Medical offices, car companies, security firms — they all have employees with access to names, numbers and dates of birth.
People pass around tip sheets on how to complete tax forms and what calculations to use. Some filers have learned to keep their refund requests below $10,000 to avoid attracting IRS attention, police say.
Drug dealers now take plastic. People are getting high off the Treasury.
Frequently, when police find probable cause to search for drugs on a traffic stop, they find trappings of the tax refund trade.
A Nissan Xterra searched in a March 30 drug bust at 50th Street and 10th Avenue in East Tampa turned up 48.7 grams of powder and rock cocaine, 100 grams of marijuana, digital scales, $14,957 in cash, four fraudulent tax return checks worth $32,165, and 67 TurboTax debit cards, along with ledgers of personal information for hundreds of people, police said.
While suspects may be tight-lipped about drugs, they show little fear over the potential for tax fraud charges.
"A lot of times people don't think they're doing anything wrong and they admit to doing everything," said Sheri Maxim, deputy chief of the economic crimes unit at the Hillsborough State Attorney's Office.
Even with an admission, she often can't make identity charges stick, unless investigators catch people on video spending money.
"It frustrates us, but we're limited by the law," Maxim said.
Alexander, the young woman suspected of digging up dead people's names from public records for tax refund claims, gave police a break.
While she was out on bail last summer, a surveillance camera caught her using a fraudulently obtained debit card, police reported. She pleaded guilty to fraudulent use of personal information, a third-degree felony.
Last week, she seemed perturbed when a news reporter seeking Alexander's side of the story got her address off public records and came knocking. "You going to pay me?" she asked.

□ □ □ □ □

■ Task set ■
A. Return the stretch of the article on tax refund fraud from "While suspects may" through "a third-degree felony.", copied word for word.
B. In the article on tax refund fraud, list every item police said turned up when the Nissan Xterra was searched in the March 30 drug bust.
C. Continue the article on tax refund fraud from the point where it stops.
The records that come next play no part in this.

Stored data entries:
□ □ □ □ □

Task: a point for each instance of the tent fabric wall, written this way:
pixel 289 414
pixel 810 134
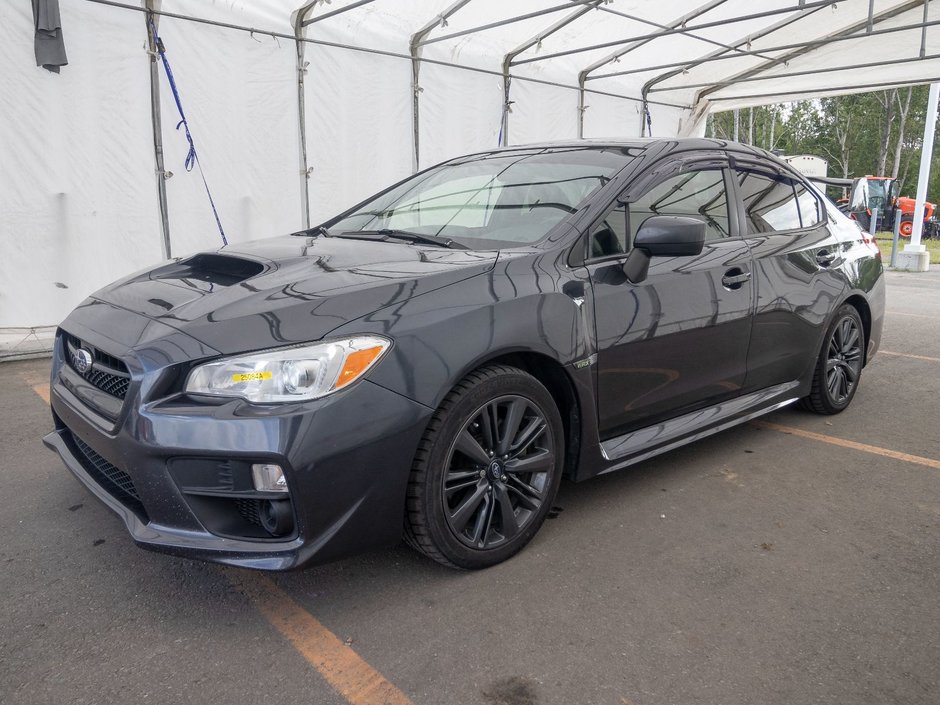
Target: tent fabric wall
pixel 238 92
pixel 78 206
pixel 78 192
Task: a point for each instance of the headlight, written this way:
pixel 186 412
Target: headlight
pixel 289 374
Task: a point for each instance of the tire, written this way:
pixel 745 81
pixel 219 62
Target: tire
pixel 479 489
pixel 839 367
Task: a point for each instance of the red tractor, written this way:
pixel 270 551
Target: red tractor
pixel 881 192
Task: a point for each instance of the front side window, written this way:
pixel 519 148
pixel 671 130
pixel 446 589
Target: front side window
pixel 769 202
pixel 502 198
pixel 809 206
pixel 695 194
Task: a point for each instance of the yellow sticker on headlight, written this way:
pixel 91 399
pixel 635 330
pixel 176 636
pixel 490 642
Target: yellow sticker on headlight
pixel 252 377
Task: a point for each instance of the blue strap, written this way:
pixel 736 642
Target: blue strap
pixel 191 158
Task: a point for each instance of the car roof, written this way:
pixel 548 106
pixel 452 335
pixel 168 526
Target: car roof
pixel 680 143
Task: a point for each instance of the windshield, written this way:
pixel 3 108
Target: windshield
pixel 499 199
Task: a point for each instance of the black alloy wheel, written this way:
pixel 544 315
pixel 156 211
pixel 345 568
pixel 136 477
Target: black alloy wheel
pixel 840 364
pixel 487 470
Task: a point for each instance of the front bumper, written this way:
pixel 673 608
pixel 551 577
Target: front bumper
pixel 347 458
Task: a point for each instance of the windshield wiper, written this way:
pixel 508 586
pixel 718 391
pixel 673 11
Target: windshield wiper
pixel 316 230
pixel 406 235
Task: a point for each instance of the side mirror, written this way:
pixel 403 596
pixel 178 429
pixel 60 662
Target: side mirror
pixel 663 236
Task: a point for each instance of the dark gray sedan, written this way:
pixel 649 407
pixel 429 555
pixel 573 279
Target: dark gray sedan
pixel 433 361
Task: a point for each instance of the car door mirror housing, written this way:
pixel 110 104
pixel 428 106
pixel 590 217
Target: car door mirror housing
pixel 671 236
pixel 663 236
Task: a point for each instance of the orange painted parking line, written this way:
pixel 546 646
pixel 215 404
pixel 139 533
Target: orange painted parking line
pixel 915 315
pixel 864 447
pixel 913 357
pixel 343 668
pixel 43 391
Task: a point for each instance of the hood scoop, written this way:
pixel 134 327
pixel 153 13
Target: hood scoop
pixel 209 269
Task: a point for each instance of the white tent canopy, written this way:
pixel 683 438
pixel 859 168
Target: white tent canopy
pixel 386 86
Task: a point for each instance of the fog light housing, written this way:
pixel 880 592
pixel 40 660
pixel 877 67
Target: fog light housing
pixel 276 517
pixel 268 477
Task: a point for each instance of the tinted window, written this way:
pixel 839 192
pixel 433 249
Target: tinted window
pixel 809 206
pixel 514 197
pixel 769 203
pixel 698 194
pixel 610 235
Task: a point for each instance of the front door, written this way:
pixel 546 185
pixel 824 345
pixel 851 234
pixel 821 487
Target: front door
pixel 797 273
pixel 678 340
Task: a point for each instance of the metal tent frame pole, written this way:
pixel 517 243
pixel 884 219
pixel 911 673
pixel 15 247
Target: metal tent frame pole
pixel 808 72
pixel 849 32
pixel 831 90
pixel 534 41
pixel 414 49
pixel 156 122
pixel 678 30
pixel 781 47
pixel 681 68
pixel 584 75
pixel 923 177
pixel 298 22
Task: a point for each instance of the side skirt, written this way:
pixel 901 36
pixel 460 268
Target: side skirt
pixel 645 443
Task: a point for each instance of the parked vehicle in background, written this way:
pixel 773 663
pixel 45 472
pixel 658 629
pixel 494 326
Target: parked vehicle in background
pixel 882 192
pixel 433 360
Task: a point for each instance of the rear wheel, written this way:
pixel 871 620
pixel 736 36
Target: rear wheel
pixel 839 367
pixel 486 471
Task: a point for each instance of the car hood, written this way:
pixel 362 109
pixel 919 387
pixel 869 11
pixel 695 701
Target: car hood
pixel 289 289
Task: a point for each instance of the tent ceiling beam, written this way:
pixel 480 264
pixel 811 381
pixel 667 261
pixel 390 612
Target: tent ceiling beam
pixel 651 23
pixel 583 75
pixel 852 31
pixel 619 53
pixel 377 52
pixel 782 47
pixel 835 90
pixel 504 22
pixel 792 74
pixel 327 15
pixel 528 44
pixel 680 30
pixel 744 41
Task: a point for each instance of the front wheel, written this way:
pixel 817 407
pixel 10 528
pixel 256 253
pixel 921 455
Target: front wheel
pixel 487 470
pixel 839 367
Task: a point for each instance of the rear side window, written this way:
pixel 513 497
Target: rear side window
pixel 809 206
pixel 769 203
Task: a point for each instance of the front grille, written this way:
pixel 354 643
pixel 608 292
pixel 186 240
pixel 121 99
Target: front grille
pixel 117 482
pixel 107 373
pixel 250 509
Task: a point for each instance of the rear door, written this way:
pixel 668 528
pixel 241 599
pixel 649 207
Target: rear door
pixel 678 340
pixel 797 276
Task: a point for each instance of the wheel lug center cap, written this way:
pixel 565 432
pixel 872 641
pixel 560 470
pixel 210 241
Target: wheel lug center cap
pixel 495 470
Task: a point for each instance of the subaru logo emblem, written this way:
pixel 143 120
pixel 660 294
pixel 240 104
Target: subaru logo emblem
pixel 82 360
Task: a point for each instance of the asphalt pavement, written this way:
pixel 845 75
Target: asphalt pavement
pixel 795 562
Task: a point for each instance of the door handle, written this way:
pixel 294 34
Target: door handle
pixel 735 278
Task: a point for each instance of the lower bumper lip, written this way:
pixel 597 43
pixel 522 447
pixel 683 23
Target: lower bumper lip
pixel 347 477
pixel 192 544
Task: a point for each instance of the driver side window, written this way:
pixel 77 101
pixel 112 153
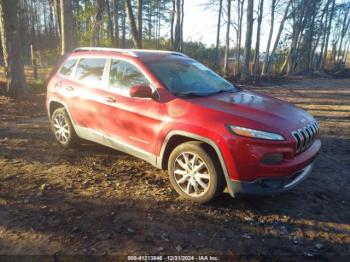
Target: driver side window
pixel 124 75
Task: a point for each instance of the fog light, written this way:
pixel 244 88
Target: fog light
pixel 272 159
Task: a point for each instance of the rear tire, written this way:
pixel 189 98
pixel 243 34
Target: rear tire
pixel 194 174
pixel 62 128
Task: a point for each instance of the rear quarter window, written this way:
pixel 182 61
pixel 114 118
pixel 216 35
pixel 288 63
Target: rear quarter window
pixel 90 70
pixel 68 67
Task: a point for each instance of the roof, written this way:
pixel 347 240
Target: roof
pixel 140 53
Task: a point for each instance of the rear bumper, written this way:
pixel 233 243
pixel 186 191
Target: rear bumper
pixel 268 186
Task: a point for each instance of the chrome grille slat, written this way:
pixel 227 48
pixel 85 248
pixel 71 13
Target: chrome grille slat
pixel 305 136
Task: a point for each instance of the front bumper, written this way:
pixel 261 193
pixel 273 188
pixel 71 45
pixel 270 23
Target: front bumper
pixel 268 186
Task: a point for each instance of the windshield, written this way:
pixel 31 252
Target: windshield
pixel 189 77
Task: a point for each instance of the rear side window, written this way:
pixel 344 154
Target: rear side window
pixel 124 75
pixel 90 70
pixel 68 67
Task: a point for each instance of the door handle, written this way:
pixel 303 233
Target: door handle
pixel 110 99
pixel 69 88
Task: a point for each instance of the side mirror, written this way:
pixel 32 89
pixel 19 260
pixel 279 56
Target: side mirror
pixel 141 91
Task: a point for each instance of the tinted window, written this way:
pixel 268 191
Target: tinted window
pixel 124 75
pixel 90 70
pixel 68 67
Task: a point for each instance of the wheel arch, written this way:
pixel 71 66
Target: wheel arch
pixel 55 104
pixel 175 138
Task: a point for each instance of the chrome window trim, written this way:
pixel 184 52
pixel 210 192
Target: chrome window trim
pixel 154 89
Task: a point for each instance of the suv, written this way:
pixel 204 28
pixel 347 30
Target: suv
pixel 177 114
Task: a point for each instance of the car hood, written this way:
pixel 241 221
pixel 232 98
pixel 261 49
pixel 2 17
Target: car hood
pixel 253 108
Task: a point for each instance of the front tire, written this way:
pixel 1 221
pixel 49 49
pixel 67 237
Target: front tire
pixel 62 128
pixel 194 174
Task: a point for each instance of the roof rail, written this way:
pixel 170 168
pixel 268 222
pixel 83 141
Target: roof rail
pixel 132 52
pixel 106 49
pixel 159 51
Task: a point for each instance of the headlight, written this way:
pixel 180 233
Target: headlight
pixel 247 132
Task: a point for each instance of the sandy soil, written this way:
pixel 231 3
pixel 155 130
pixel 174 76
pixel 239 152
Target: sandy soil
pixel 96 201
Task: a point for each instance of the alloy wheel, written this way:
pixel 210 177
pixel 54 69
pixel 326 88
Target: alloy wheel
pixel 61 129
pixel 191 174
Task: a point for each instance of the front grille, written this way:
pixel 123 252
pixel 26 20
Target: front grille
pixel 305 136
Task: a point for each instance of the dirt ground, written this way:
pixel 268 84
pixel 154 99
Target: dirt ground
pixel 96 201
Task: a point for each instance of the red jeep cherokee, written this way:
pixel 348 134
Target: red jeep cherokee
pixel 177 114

□ □ □ □ □

■ Numbered responses ■
A.
While suspects may be tight-lipped about drugs, they show little fear over the potential for tax fraud charges.
"A lot of times people don't think they're doing anything wrong and they admit to doing everything," said Sheri Maxim, deputy chief of the economic crimes unit at the Hillsborough State Attorney's Office.
Even with an admission, she often can't make identity charges stick, unless investigators catch people on video spending money.
"It frustrates us, but we're limited by the law," Maxim said.
Alexander, the young woman suspected of digging up dead people's names from public records for tax refund claims, gave police a break.
While she was out on bail last summer, a surveillance camera caught her using a fraudulently obtained debit card, police reported. She pleaded guilty to fraudulent use of personal information, a third-degree felony.

B.
- 48.7 grams of powder and rock cocaine
- 100 grams of marijuana
- digital scales
- $14,957 in cash
- four fraudulent tax return checks worth $32,165
- 67 TurboTax debit cards
- ledgers of personal information for hundreds of people

C.
Outside the Tampa office of the IRS, people had the same question on their minds.
• • •
The wounded were everywhere in tax season's waning hours. Every third person had a story of theft.
Kristine Berry, 37, thinks the IRS ought to start requiring fingerprints. She was there with her twin sister, Chelsea, the victim of tax return fraud. They got in line about 7 a.m. and didn't leave until midafternoon.
"I kept thinking, 'How did they gain access to my information?' " Chelsea Berry said.
One elderly woman shuffled to a bus stop, intending to go file a police report. As she was leaving, housekeeper Raquel Torres, 38, was coming.
"Me robaron," Torres said.
Twice, someone robbed her. This year, and last year.
Software analyst Patrick Sebiro, 39, owed taxes, but the IRS paid someone a refund anyway. He even knows the date. Feb. 25. And the debit card: Endeavor.
"I worked hard to build my life," he said, "and now I feel like I have to rebuild it all over."
Purcell Young, 46, lost his job last year. He had hoped to pay off a traffic ticket and catch up on child support, maybe take the kids on a little trip. Now he'll have to wait at least two months, probably longer, to get the money — his money.
"It weighs on you the first couple of days," Young said. "You feel violated, like somebody robbed your house."
He guesses that the thieves must be young. He's been around long enough to believe that wise people do not mess with the IRS.
"I'm from the old school," he said. "Don't mess with them feds."